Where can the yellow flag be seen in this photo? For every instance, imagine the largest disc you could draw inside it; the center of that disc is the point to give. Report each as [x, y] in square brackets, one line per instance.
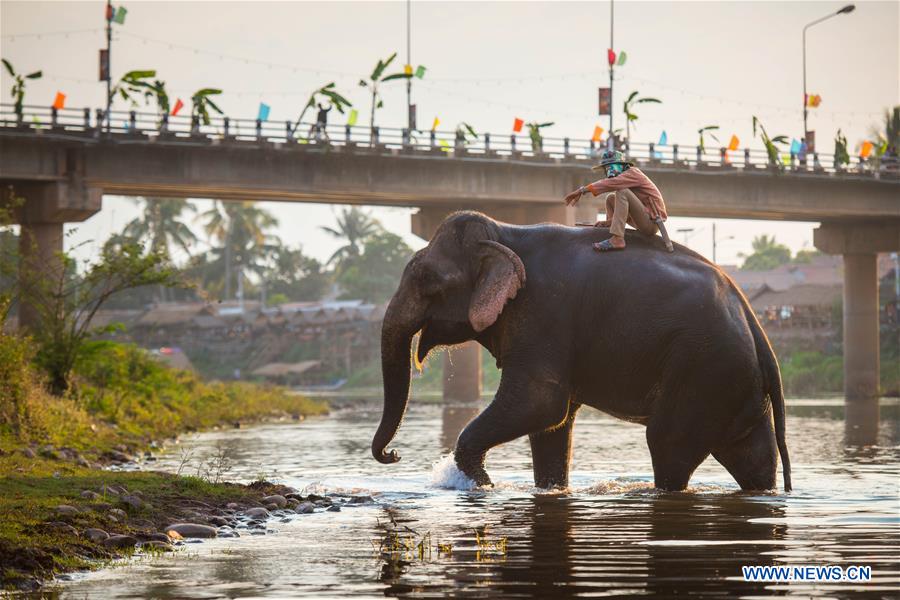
[733, 144]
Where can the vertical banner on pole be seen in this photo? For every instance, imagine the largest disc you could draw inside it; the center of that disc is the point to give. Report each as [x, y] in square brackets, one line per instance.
[603, 104]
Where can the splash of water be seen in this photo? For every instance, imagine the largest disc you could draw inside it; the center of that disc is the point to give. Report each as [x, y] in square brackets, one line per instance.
[446, 475]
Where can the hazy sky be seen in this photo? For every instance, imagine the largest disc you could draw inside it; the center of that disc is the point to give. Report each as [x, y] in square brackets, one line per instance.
[709, 62]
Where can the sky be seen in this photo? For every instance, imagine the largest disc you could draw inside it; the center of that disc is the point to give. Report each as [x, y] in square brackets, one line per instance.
[487, 63]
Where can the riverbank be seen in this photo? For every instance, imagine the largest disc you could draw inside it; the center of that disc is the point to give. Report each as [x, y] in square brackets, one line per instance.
[61, 509]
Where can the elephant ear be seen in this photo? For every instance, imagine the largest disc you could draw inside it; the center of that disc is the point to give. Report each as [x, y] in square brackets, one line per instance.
[501, 274]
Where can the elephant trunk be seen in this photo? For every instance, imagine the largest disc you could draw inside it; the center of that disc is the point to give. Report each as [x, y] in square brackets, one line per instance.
[401, 321]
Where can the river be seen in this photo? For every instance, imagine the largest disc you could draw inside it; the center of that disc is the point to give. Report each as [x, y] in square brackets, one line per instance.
[610, 534]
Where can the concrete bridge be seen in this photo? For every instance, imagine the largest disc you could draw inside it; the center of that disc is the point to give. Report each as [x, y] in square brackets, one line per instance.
[63, 164]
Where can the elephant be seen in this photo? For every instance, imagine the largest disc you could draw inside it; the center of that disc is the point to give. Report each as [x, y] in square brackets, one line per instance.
[663, 339]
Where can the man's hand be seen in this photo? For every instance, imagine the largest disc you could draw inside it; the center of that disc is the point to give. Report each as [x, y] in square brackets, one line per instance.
[573, 198]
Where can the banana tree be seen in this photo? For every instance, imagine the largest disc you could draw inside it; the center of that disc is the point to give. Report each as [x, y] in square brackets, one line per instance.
[534, 132]
[770, 143]
[376, 79]
[329, 92]
[18, 88]
[628, 106]
[702, 132]
[201, 104]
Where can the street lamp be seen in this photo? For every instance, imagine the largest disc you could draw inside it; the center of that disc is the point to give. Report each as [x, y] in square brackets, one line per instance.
[843, 11]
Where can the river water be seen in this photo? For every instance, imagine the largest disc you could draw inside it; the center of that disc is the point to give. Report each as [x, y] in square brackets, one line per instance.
[611, 534]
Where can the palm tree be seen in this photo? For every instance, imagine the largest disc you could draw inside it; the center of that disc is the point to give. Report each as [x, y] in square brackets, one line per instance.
[353, 225]
[241, 230]
[628, 106]
[702, 132]
[18, 88]
[534, 132]
[161, 226]
[376, 78]
[769, 143]
[201, 103]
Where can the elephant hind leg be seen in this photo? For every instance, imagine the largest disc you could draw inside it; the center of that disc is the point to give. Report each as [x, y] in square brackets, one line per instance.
[551, 453]
[675, 455]
[753, 459]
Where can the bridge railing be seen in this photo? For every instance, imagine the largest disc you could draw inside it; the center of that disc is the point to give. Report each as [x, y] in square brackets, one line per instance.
[134, 127]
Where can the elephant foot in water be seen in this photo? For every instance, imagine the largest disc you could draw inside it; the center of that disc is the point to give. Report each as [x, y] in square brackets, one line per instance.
[474, 470]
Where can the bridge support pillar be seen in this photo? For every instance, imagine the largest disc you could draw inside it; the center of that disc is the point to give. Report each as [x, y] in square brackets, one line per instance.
[859, 245]
[41, 210]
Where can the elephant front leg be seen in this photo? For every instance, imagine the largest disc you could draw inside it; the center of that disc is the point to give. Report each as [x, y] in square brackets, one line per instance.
[524, 404]
[551, 453]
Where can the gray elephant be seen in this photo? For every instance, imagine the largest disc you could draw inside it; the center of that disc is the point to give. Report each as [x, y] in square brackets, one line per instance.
[665, 340]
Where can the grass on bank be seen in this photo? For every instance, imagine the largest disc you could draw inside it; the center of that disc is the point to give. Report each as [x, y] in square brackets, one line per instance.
[121, 398]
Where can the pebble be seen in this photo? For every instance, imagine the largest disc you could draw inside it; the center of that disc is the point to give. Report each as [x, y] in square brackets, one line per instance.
[131, 500]
[257, 513]
[95, 535]
[120, 541]
[305, 508]
[192, 530]
[276, 499]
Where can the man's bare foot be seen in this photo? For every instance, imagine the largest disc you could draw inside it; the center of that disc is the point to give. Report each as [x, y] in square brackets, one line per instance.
[613, 243]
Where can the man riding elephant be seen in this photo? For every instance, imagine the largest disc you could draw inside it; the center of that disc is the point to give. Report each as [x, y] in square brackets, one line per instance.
[632, 198]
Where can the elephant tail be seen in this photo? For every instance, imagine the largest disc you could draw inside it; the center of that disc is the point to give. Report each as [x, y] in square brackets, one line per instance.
[772, 381]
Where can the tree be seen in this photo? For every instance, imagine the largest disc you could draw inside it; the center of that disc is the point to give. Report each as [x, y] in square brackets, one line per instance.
[353, 225]
[628, 107]
[378, 77]
[534, 132]
[767, 254]
[201, 104]
[295, 276]
[770, 144]
[704, 130]
[374, 274]
[66, 303]
[18, 88]
[331, 94]
[241, 230]
[161, 226]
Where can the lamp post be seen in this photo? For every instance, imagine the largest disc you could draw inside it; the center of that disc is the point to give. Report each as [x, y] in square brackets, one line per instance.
[843, 11]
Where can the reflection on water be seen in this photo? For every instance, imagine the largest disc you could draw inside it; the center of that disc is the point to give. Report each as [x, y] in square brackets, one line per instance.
[610, 534]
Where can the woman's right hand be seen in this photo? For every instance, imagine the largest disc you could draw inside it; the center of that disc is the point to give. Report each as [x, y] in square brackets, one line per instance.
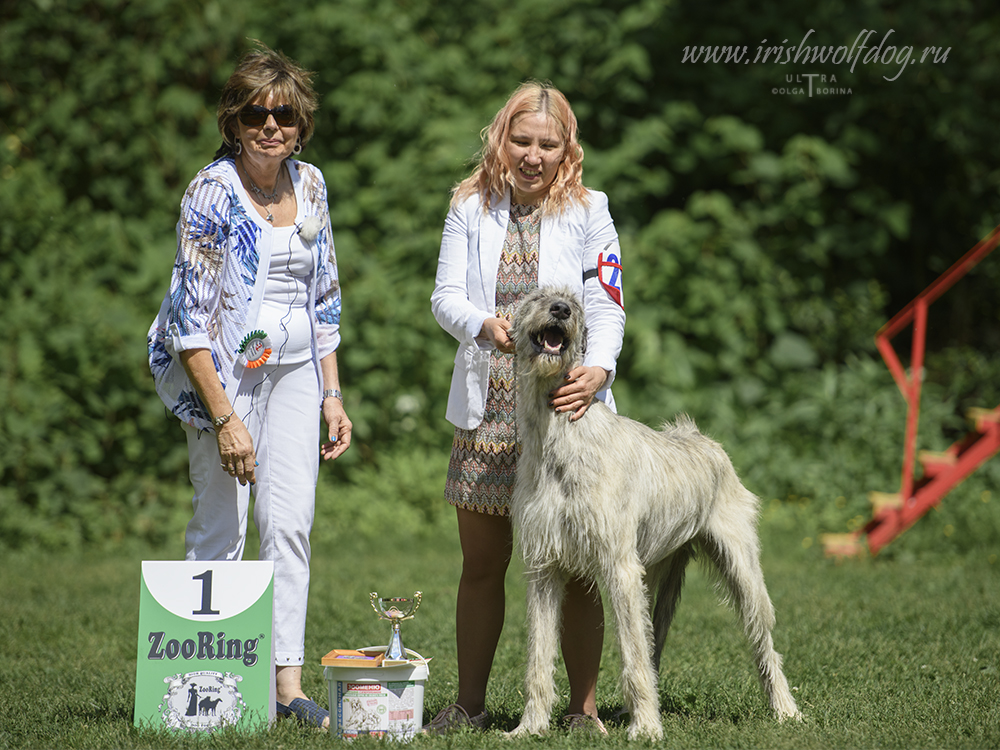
[236, 450]
[495, 331]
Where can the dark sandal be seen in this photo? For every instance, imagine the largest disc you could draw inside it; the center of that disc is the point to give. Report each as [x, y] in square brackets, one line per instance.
[306, 711]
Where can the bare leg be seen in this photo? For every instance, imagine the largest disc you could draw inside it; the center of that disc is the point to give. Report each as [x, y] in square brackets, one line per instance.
[582, 642]
[487, 545]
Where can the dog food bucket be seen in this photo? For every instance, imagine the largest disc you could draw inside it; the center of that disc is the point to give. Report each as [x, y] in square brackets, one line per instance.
[385, 701]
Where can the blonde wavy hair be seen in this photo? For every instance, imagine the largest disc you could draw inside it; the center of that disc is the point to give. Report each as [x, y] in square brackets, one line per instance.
[493, 175]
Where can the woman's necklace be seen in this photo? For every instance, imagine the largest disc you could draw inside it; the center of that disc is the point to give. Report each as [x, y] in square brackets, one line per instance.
[269, 197]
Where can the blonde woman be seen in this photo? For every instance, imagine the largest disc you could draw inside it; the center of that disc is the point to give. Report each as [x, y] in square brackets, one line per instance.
[522, 219]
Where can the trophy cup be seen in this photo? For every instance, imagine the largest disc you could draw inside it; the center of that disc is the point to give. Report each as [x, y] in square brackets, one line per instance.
[395, 610]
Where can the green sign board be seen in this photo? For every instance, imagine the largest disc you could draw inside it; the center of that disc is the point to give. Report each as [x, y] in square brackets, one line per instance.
[205, 653]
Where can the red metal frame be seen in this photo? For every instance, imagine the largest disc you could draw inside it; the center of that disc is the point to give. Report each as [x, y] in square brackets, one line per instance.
[917, 497]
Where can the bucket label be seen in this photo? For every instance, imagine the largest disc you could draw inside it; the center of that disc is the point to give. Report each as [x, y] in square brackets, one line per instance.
[378, 708]
[204, 656]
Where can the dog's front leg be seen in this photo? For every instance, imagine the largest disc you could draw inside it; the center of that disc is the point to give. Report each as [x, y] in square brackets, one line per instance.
[546, 589]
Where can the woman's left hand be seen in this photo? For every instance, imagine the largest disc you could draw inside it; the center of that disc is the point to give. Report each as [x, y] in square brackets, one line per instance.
[578, 393]
[339, 427]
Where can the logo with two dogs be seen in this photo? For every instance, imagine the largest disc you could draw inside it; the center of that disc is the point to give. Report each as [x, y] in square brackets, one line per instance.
[202, 700]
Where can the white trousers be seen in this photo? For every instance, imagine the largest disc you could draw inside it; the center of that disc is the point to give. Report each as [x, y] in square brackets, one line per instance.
[280, 407]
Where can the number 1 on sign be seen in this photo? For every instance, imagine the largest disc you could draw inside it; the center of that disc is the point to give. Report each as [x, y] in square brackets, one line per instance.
[206, 594]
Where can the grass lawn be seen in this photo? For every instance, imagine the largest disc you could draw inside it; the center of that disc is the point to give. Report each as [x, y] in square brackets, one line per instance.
[885, 653]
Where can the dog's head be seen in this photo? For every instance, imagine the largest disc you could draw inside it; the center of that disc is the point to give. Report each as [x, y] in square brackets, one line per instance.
[549, 331]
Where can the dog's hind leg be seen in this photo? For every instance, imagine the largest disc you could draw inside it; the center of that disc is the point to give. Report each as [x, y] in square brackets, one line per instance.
[627, 595]
[669, 579]
[734, 549]
[546, 589]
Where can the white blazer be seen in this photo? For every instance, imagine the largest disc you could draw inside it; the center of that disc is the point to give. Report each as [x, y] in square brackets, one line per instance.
[570, 244]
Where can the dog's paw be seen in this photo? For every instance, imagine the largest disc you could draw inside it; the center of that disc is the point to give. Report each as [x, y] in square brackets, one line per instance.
[649, 731]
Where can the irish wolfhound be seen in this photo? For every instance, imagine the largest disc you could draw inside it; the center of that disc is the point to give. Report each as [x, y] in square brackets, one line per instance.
[610, 499]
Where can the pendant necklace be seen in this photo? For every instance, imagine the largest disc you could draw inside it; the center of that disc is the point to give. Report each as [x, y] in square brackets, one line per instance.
[269, 197]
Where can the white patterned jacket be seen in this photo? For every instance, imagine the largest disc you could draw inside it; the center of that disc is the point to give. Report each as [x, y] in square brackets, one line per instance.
[216, 290]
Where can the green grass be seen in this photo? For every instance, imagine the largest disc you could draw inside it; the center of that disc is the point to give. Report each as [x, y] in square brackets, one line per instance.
[899, 652]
☆ ☆ ☆ ☆
What the task asks:
Starting with the line that contains "Where can the pendant", return each line through the last one of the data above, exactly as written and nothing more.

Written response:
Where can the pendant necklace be seen in this photo? For every instance, imagine the largest disc you could draw inside it; the center of that disc is the point to give. Report each as [x, y] in square brackets, one line per instance.
[269, 197]
Where can the white patterned jacket be seen in this photo? For every instance, imagine the largest disc you could draw inside it; the center of that disc is the point to give. Report each as [x, y] in square brackets, one line per instance.
[216, 290]
Where can the green grass be seen in this photo? For every instance, imagine the largest disc you could draw inside it; the center of that disc is the point to give. Report each as [x, y] in square brackets, one line per instance.
[899, 652]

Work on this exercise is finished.